Segmentation dataset excerpts:
[start]
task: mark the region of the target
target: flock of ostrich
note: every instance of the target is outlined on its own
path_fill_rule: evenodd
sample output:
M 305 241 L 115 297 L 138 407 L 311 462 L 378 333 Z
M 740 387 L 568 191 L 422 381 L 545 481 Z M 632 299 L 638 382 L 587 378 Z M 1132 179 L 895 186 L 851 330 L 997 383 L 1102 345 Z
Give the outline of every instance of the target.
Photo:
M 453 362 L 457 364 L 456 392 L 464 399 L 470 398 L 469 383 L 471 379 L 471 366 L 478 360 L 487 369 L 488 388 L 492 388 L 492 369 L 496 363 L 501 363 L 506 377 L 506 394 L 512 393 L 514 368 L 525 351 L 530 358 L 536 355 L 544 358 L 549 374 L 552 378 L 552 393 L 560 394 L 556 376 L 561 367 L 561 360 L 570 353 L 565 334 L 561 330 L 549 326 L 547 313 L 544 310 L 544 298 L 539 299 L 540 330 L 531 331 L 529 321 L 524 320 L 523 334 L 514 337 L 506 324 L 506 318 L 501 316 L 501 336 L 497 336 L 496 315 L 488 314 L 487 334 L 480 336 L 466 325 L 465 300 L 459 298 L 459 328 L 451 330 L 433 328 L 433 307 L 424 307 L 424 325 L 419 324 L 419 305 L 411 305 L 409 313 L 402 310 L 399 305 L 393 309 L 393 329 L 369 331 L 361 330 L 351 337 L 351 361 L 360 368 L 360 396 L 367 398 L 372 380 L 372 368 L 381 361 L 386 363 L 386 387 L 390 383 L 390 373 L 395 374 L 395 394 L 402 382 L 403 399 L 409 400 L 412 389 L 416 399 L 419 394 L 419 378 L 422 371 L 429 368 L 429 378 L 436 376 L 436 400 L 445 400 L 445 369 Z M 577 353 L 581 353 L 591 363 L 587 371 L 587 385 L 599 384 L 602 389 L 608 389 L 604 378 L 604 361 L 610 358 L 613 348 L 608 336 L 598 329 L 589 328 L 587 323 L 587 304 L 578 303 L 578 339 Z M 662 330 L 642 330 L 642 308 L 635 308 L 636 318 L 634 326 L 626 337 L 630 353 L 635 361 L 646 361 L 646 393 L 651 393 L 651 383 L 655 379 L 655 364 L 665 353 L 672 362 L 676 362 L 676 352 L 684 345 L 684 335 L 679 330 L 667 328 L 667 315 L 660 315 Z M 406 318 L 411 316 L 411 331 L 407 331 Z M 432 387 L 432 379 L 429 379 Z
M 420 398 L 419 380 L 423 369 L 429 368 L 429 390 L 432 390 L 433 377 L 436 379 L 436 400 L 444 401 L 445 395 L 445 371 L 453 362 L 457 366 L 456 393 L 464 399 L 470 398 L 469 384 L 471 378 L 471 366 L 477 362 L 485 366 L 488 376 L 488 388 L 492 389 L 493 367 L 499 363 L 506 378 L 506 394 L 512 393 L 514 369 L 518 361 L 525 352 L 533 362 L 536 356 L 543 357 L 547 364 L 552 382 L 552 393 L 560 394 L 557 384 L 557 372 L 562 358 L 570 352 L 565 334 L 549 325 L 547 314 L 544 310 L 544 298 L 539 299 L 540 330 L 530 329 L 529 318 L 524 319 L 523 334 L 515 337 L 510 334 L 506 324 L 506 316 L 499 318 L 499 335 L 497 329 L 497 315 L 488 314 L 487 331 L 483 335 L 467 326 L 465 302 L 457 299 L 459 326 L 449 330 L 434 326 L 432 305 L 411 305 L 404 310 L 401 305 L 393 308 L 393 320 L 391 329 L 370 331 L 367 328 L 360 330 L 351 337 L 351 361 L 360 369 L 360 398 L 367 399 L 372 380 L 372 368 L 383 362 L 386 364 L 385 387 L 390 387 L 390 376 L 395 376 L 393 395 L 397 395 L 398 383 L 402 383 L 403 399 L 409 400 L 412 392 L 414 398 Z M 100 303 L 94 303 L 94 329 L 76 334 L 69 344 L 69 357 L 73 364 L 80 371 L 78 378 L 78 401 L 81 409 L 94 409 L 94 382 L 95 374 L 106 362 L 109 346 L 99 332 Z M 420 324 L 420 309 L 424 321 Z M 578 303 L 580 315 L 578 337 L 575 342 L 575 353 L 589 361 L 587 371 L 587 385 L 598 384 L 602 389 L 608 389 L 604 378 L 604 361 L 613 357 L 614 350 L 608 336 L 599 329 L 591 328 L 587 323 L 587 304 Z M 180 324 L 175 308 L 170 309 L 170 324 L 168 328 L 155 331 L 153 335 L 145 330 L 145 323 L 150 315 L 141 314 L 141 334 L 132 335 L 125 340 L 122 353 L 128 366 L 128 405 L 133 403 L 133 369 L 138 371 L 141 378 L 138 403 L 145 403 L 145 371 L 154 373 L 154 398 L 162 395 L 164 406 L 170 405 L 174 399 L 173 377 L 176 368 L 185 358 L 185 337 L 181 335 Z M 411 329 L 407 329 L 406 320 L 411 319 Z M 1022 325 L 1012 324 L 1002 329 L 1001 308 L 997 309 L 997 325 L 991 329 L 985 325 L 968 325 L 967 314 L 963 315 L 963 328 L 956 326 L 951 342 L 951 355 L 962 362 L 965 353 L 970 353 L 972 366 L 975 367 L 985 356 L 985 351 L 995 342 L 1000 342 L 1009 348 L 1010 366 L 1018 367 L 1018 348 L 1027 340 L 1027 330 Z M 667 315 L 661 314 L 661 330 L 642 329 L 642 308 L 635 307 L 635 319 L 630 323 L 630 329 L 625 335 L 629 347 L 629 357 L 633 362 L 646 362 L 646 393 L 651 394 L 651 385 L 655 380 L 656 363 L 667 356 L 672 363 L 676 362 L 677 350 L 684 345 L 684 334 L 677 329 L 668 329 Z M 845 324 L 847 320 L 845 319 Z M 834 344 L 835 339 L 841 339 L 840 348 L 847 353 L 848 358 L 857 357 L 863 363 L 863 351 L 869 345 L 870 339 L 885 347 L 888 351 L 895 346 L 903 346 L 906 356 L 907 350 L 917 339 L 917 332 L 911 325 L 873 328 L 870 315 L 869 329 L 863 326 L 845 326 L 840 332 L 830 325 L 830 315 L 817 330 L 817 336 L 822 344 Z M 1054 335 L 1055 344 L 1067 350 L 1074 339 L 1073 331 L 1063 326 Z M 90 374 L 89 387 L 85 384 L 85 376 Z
[end]
=== Short exercise ===
Repeat all the entries word for word.

=== Exercise solution ===
task: mark the region of the target
target: flock of ostrich
note: every instance of the target is outlined on its own
path_fill_rule: evenodd
sample output:
M 305 241 L 115 297 L 138 407 L 311 462 L 378 333 Z
M 740 387 L 568 191 L 422 381 L 545 481 Z M 632 299 L 638 382 L 587 378 Z M 1132 179 L 895 186 L 851 330 L 997 383 L 1102 345 Z
Give the outline of every instance of the target.
Photo:
M 453 362 L 457 364 L 456 392 L 464 399 L 470 398 L 469 383 L 471 379 L 471 366 L 478 360 L 487 369 L 488 388 L 492 388 L 492 369 L 496 363 L 501 363 L 506 377 L 506 394 L 512 393 L 514 368 L 525 351 L 530 358 L 536 355 L 544 358 L 549 374 L 552 378 L 552 393 L 560 394 L 556 376 L 561 367 L 561 360 L 570 353 L 565 334 L 561 330 L 549 326 L 547 313 L 544 310 L 544 298 L 539 299 L 540 330 L 531 331 L 529 321 L 524 320 L 523 334 L 514 337 L 506 324 L 506 318 L 501 316 L 501 336 L 497 336 L 496 315 L 488 314 L 487 334 L 480 336 L 466 325 L 465 300 L 459 298 L 459 328 L 451 330 L 433 328 L 433 307 L 424 307 L 424 325 L 419 324 L 419 305 L 411 305 L 409 313 L 402 310 L 399 305 L 393 309 L 393 329 L 369 331 L 361 330 L 351 337 L 351 361 L 360 368 L 360 396 L 367 398 L 372 380 L 372 368 L 381 361 L 386 363 L 386 387 L 390 383 L 390 373 L 395 374 L 395 394 L 402 382 L 403 399 L 409 400 L 412 389 L 416 399 L 419 394 L 419 378 L 422 371 L 429 368 L 429 378 L 436 376 L 436 400 L 445 400 L 445 369 Z M 577 353 L 581 353 L 591 363 L 587 371 L 587 385 L 599 384 L 602 389 L 608 389 L 604 378 L 604 361 L 610 358 L 613 348 L 608 336 L 598 329 L 589 328 L 587 323 L 587 304 L 578 303 L 578 339 Z M 662 330 L 642 330 L 642 308 L 635 308 L 636 318 L 634 326 L 626 337 L 630 353 L 635 361 L 646 361 L 646 393 L 651 393 L 651 383 L 655 379 L 655 364 L 665 353 L 672 362 L 676 362 L 676 352 L 684 345 L 684 335 L 679 330 L 667 328 L 667 315 L 660 315 Z M 406 318 L 411 316 L 411 331 L 407 331 Z M 432 387 L 432 379 L 429 379 Z
M 420 398 L 419 380 L 423 369 L 429 368 L 429 390 L 432 390 L 433 377 L 436 379 L 436 400 L 444 401 L 445 395 L 445 371 L 453 362 L 457 366 L 456 393 L 464 399 L 470 398 L 469 384 L 471 378 L 471 366 L 477 362 L 485 366 L 488 376 L 488 388 L 492 389 L 493 367 L 499 363 L 506 378 L 506 394 L 512 393 L 514 369 L 518 361 L 525 352 L 533 362 L 536 356 L 543 357 L 547 364 L 552 382 L 552 393 L 560 394 L 557 384 L 557 372 L 562 358 L 570 352 L 565 334 L 549 325 L 547 314 L 544 310 L 544 298 L 539 299 L 540 330 L 530 329 L 529 318 L 524 319 L 523 334 L 515 337 L 510 334 L 506 324 L 506 316 L 499 318 L 499 335 L 497 329 L 497 315 L 488 314 L 487 331 L 483 335 L 467 326 L 465 302 L 457 299 L 459 326 L 449 330 L 434 326 L 432 305 L 411 305 L 404 310 L 401 305 L 393 308 L 393 320 L 391 329 L 370 331 L 367 328 L 360 330 L 351 337 L 351 361 L 360 369 L 360 398 L 367 399 L 372 380 L 372 368 L 383 362 L 386 364 L 385 387 L 390 387 L 390 376 L 395 376 L 393 395 L 397 395 L 398 383 L 402 383 L 403 399 L 409 400 L 412 392 L 414 398 Z M 100 303 L 94 303 L 94 329 L 76 334 L 69 344 L 69 357 L 73 364 L 80 371 L 78 378 L 78 401 L 81 409 L 94 409 L 94 382 L 95 374 L 106 362 L 109 346 L 99 332 Z M 420 324 L 420 309 L 424 321 Z M 578 303 L 580 315 L 578 337 L 575 342 L 575 353 L 589 361 L 587 371 L 587 385 L 598 384 L 602 389 L 608 389 L 604 378 L 604 361 L 613 357 L 614 350 L 608 336 L 599 329 L 591 328 L 587 323 L 587 304 Z M 180 324 L 175 308 L 170 309 L 170 324 L 168 328 L 155 331 L 153 335 L 145 330 L 145 323 L 150 315 L 141 314 L 141 334 L 132 335 L 125 340 L 122 353 L 128 366 L 128 405 L 133 403 L 133 369 L 138 371 L 141 378 L 138 403 L 145 403 L 145 371 L 154 373 L 154 398 L 162 395 L 164 406 L 170 405 L 174 399 L 173 377 L 176 368 L 185 358 L 185 337 L 181 335 Z M 411 329 L 407 329 L 406 320 L 411 319 Z M 1022 325 L 1012 324 L 1002 329 L 1001 308 L 997 309 L 997 325 L 991 329 L 985 325 L 968 325 L 967 314 L 963 315 L 963 328 L 956 326 L 951 342 L 951 355 L 962 362 L 965 353 L 970 353 L 972 366 L 975 367 L 985 356 L 985 351 L 995 342 L 1000 342 L 1009 348 L 1010 366 L 1018 367 L 1018 348 L 1027 340 L 1027 330 Z M 667 315 L 661 314 L 661 330 L 642 329 L 642 308 L 635 307 L 635 319 L 630 323 L 630 329 L 625 335 L 629 347 L 629 357 L 633 362 L 646 362 L 646 393 L 651 394 L 651 385 L 655 380 L 656 363 L 667 356 L 672 363 L 676 362 L 677 350 L 684 345 L 684 334 L 677 329 L 668 329 Z M 845 324 L 847 320 L 845 319 Z M 834 344 L 835 339 L 841 339 L 840 348 L 847 353 L 848 358 L 857 357 L 863 363 L 863 351 L 869 345 L 870 339 L 885 347 L 888 351 L 895 346 L 903 346 L 906 356 L 907 350 L 917 339 L 917 332 L 911 325 L 873 328 L 870 315 L 869 329 L 863 326 L 845 326 L 840 332 L 830 325 L 830 315 L 817 330 L 817 336 L 822 344 Z M 1054 335 L 1055 344 L 1067 350 L 1074 339 L 1073 331 L 1063 326 Z M 90 374 L 89 387 L 85 384 L 85 376 Z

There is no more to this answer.